Excerpted records:
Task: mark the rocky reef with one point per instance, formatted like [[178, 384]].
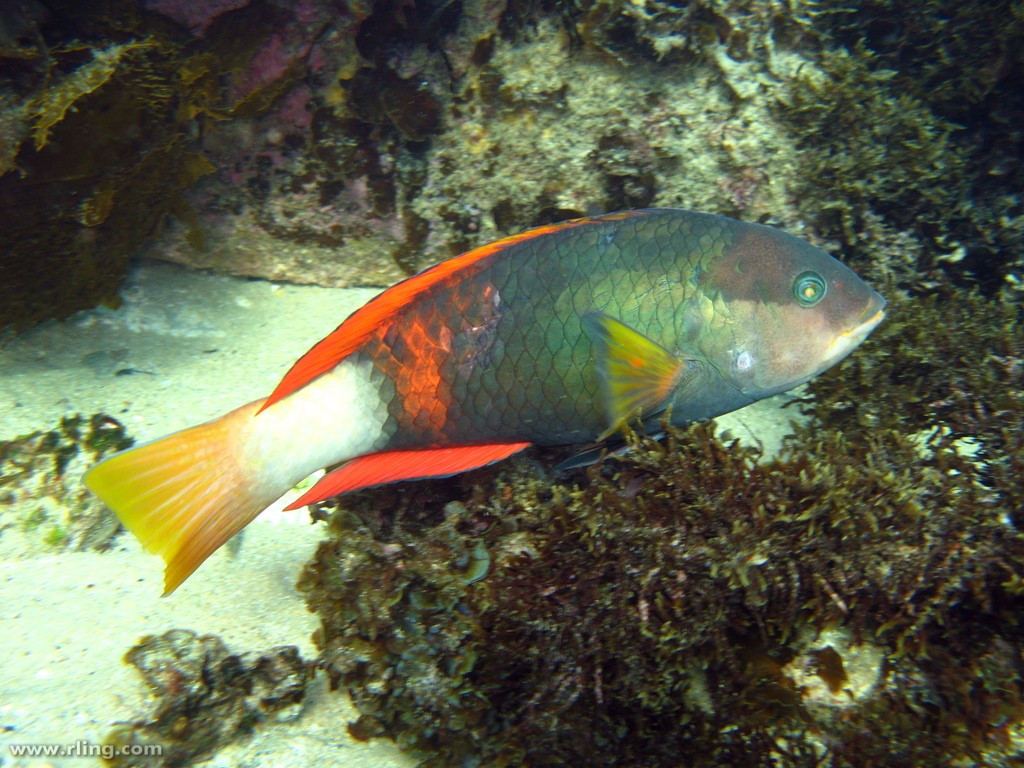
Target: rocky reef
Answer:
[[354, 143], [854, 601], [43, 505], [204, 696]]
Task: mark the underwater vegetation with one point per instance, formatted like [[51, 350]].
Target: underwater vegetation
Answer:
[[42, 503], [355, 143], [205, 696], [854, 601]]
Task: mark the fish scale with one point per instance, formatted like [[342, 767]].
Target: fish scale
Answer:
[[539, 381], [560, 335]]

* * *

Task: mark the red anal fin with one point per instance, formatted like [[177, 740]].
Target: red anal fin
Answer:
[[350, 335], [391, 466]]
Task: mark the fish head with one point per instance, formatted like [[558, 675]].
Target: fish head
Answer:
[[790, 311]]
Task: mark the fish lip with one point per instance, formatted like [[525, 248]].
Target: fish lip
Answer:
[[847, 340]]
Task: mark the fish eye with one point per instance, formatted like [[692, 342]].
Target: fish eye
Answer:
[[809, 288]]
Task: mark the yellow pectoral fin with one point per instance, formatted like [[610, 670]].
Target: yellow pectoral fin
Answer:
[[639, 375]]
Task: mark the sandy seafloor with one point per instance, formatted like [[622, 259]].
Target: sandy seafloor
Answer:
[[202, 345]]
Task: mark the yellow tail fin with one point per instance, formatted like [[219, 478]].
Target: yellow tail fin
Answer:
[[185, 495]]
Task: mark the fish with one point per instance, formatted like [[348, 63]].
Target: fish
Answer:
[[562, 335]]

---

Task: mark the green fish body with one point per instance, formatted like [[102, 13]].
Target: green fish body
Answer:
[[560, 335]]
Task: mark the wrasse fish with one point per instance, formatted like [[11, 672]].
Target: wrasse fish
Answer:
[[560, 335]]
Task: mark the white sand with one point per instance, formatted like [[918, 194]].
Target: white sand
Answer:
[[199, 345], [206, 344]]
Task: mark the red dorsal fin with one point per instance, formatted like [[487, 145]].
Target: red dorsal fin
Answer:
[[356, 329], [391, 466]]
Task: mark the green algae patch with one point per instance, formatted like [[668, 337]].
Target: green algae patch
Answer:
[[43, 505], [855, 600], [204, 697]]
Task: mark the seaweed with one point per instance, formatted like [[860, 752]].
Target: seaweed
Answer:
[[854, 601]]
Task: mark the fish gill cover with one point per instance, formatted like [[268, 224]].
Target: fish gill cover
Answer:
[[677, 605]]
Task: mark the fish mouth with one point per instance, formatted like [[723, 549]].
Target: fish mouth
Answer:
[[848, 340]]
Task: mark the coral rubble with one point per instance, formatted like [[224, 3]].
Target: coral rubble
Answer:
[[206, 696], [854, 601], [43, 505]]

Task prompt:
In the items from the line containing "Task: mark the fish mouth" through the line containing "[[206, 696], [854, 601], [43, 505]]", inclusive, replace "coral rubble" with "broken coral" and leave everything else as it is. Return only those lines.

Answer below:
Task: mark the fish mouth with one point per instance, formatted like [[723, 549]].
Target: fish mouth
Answer:
[[848, 340]]
Task: mark the broken coral with one point per instance, formatted like [[224, 3]].
Target: broken coral
Answer:
[[206, 696], [854, 601], [43, 505]]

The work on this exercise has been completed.